▸ **Goal**:
Can you edit the listing below so that every "even-odd" reads "nonzero winding", with everything else unchanged? Leave the pictures out of your answer.

Labeled shape records

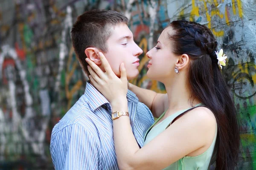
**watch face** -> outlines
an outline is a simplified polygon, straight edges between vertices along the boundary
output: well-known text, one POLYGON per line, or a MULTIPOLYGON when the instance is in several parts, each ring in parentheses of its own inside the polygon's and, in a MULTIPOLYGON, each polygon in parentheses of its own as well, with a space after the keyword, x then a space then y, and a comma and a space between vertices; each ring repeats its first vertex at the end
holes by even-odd
POLYGON ((113 114, 113 117, 114 118, 117 117, 117 112, 116 112, 113 114))

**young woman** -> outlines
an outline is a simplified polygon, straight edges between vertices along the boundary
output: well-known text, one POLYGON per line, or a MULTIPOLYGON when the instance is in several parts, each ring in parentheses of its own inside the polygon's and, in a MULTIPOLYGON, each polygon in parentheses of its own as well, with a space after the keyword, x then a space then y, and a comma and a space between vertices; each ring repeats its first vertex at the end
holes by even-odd
POLYGON ((87 60, 91 82, 112 107, 120 169, 207 170, 215 162, 217 170, 234 169, 239 147, 239 125, 219 67, 225 62, 217 59, 217 45, 211 31, 194 22, 173 21, 162 32, 155 47, 146 54, 150 59, 147 74, 164 84, 167 94, 129 87, 159 117, 146 133, 141 148, 129 116, 123 114, 128 112, 124 65, 119 78, 102 54, 105 72, 87 60))

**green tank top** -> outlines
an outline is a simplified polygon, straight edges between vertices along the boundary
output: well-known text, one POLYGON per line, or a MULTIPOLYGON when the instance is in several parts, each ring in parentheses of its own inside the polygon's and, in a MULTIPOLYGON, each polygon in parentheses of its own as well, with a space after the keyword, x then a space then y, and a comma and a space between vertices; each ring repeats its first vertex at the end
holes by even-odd
MULTIPOLYGON (((199 104, 196 105, 195 107, 203 105, 201 104, 199 104)), ((195 108, 194 107, 194 108, 195 108)), ((148 130, 144 137, 144 145, 145 145, 151 141, 154 138, 164 131, 170 125, 172 121, 177 116, 182 113, 188 110, 190 108, 176 112, 169 117, 165 119, 160 122, 155 126, 154 125, 159 121, 164 116, 166 110, 161 116, 156 121, 154 124, 151 126, 148 130)), ((216 125, 216 130, 215 131, 215 136, 212 141, 210 147, 204 153, 196 156, 184 156, 176 162, 172 163, 169 167, 163 169, 164 170, 205 170, 209 168, 209 165, 211 164, 215 161, 215 156, 212 156, 214 147, 215 146, 215 142, 217 137, 217 127, 216 125), (211 164, 210 164, 211 162, 211 164)))

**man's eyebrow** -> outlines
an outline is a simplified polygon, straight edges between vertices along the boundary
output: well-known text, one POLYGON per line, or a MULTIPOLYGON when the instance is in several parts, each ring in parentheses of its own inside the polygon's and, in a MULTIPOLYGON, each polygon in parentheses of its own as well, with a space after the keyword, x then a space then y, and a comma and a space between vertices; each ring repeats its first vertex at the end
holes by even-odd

▸ **Written answer**:
**watch face** -> outlines
an outline is a simplified polygon, straight edges between vertices along the boundary
output: well-known text, one POLYGON per line, or a MULTIPOLYGON when the instance is in several parts, each ring in parentheses of its own inside the polygon's and, in a MULTIPOLYGON, each polygon in parentheses of its own as well, with a space after the keyword, x then a space then y, and a comma and a space between vertices; each ring repeats its first vertex at the end
holes by nonzero winding
POLYGON ((113 114, 113 117, 114 118, 117 117, 117 112, 116 112, 113 114))

**young woman** -> outlines
an outline is a simplified polygon, straight edges between vertices along the boundary
output: well-known text, one POLYGON per line, or a MULTIPOLYGON when the instance is in several parts, each ring in parentheses of its own inside the polygon's and, in a MULTIPOLYGON, each polygon in parentheses of its own as well, with a space after the keyword, x then a space then y, and a comma and a space between vertices; each ring repeats its first vertex at the end
holes by nonzero winding
POLYGON ((87 60, 91 82, 112 107, 120 169, 207 170, 215 162, 217 170, 234 169, 239 147, 239 125, 219 67, 225 62, 217 59, 217 45, 211 31, 194 22, 173 21, 162 32, 155 47, 146 54, 150 59, 147 74, 164 84, 167 94, 129 87, 159 117, 146 133, 141 148, 129 116, 123 114, 128 112, 124 65, 119 78, 102 54, 105 72, 87 60))

**green tank top** -> outlines
an outline is a simplified polygon, straight edges between vertices along the boundary
output: well-known text, one POLYGON per line, or a MULTIPOLYGON when the instance is in several parts, each ring in parentheses of its own inside the polygon's and, in a MULTIPOLYGON, each polygon in parentheses of its own as well, with a space after the keyword, x then a space then y, and a comma and a space between vertices; each ring repeats its first vertex at the end
holes by nonzero winding
MULTIPOLYGON (((199 104, 196 105, 195 107, 203 105, 201 104, 199 104)), ((195 108, 194 107, 194 108, 195 108)), ((148 130, 144 137, 144 145, 145 145, 151 141, 154 138, 164 131, 170 125, 172 121, 177 116, 182 113, 188 110, 190 108, 176 112, 169 117, 165 119, 160 122, 155 126, 154 125, 159 121, 164 116, 166 110, 161 116, 156 121, 154 124, 151 126, 148 130)), ((216 125, 216 130, 215 131, 215 136, 212 141, 210 147, 204 153, 196 156, 184 156, 176 162, 172 163, 169 167, 163 169, 164 170, 205 170, 209 168, 209 165, 211 164, 215 161, 215 156, 212 156, 214 147, 215 146, 215 142, 217 137, 217 127, 216 125), (211 164, 210 164, 211 162, 211 164)))

**man's eyebrow** -> outlines
an outline is a simplified polygon, straight edges between vertices along the boundary
output: well-known text, one POLYGON per line, or a MULTIPOLYGON when the instance is in several parts, each ring in parentheses of its own inside the polygon's and, in a MULTIPOLYGON, each polygon in parentheses of its own as well, with a space after the keyword, x then a space then y, and a comma and a space between vertices; each ring repeats its first vertex at the end
holes by nonzero winding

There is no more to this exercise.